*PROVIDED ENTRIES*:
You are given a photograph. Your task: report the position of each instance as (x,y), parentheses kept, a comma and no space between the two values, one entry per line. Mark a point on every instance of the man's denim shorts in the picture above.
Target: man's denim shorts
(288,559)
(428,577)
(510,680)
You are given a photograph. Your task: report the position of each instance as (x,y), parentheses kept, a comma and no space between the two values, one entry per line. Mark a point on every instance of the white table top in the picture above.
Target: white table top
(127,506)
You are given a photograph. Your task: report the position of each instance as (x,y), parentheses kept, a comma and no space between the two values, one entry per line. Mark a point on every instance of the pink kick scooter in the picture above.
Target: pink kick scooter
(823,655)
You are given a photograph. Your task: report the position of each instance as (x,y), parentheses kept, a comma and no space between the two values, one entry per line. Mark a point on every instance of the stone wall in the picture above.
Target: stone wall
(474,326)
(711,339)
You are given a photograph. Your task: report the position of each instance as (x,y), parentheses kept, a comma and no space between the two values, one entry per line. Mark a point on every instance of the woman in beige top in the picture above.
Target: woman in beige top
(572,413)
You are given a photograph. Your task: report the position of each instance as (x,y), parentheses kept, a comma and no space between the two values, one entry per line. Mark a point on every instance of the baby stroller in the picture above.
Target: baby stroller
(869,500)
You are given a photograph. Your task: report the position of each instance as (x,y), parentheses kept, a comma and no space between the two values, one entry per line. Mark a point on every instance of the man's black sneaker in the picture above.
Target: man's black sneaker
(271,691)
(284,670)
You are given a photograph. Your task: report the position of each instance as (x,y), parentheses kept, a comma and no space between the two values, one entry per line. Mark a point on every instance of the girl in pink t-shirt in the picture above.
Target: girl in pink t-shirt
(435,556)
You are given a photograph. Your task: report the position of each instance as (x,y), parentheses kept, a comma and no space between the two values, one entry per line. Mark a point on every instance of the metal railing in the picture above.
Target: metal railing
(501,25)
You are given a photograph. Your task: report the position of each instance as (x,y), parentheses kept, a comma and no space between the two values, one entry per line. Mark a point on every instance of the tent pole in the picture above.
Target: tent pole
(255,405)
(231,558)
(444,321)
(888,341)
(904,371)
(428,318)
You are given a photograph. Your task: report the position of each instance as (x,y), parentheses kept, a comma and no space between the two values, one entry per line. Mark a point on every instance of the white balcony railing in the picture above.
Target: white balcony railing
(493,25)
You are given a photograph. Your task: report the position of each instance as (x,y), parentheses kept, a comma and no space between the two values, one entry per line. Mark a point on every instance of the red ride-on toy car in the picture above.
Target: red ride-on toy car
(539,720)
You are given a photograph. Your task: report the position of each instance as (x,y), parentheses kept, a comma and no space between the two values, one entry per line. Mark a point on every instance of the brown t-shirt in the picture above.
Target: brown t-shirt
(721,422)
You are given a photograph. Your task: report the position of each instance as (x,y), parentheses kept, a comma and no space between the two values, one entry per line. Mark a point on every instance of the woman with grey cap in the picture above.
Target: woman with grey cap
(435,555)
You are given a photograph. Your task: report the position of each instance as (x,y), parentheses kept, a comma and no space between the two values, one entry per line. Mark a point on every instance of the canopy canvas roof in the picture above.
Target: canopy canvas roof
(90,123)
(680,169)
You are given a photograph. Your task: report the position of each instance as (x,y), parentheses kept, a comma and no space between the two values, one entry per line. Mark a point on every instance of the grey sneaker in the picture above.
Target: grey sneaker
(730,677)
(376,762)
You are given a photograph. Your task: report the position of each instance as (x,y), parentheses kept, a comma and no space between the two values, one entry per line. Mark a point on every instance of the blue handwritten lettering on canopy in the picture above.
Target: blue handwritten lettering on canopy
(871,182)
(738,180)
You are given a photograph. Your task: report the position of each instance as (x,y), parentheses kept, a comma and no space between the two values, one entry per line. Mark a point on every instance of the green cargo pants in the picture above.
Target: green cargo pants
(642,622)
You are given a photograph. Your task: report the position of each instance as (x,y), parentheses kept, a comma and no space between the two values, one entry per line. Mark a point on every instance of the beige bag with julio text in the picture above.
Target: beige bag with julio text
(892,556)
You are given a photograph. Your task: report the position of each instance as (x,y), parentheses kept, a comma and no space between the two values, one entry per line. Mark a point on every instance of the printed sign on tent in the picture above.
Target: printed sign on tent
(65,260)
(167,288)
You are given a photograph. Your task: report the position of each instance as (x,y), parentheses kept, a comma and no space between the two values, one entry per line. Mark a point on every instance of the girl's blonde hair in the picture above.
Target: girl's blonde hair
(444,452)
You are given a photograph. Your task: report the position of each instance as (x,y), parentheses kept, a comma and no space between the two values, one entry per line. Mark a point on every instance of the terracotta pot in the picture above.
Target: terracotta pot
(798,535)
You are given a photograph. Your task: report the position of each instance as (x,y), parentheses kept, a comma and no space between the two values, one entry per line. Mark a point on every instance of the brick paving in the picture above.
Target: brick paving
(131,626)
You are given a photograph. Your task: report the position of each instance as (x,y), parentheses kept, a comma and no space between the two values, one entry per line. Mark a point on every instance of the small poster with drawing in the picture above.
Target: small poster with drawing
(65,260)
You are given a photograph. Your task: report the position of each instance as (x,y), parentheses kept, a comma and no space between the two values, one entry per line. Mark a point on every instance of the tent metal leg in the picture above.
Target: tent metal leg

*WORK REQUEST*:
Could you reproduce exactly the lines of the entries above, from the one with "pants in the picture above." through the one with "drawing in the picture above.", and nothing else?

*ANSWER AREA*:
You are given a photograph. Your task: report the position of each instance as (x,y), parentheses kept, a comma and no space between the two values, one entry per line. Mark a point on every instance of the green cargo pants in the picture above.
Target: green cargo pants
(642,622)
You are given a photograph. Your task: report the position of each instance as (x,y), parentheses kept, a comma and no space between the two values, one entry per line. Mark a point on every instance of the beige bag with julio text in the picture above.
Target: beige bag with julio text
(892,556)
You are given a photograph. Your task: report the position of each instance as (x,y), parentheses kept, a comma and no space between the two values, one entry per line. Mark a point on every instance of the printed sign on tent in the picture above.
Target: printed sign on tent
(65,260)
(167,288)
You are given a photograph. Your task: report the position of each instance as (x,y), parentheses kept, a comma and no space between the two values, one entry per line. Mark a point on every instance of the girl's blonde hair in the picture above.
Target: girl's blonde hair
(444,452)
You are given a photograph. Your task: report the position of each instance as (x,y), parentheses kept, a comma and no space between the two values, one entry per line. Mark a point on every instance of the terracotta pot in the picture above.
Target: terracotta pot
(798,535)
You are given a photograph. Your task: report the position of each instance as (x,y), parentheses kept, a comma and no space between the two values, one entry per line. Mark a point on every instance of the brick paving in the picture above.
Target: brick paving
(131,626)
You are given a photograph. Your task: report the position of each instance as (x,y), parentheses kept, a comma and no space between the two values, one entry per line. Mark a point on every instance of the small poster with drawing in the picture above.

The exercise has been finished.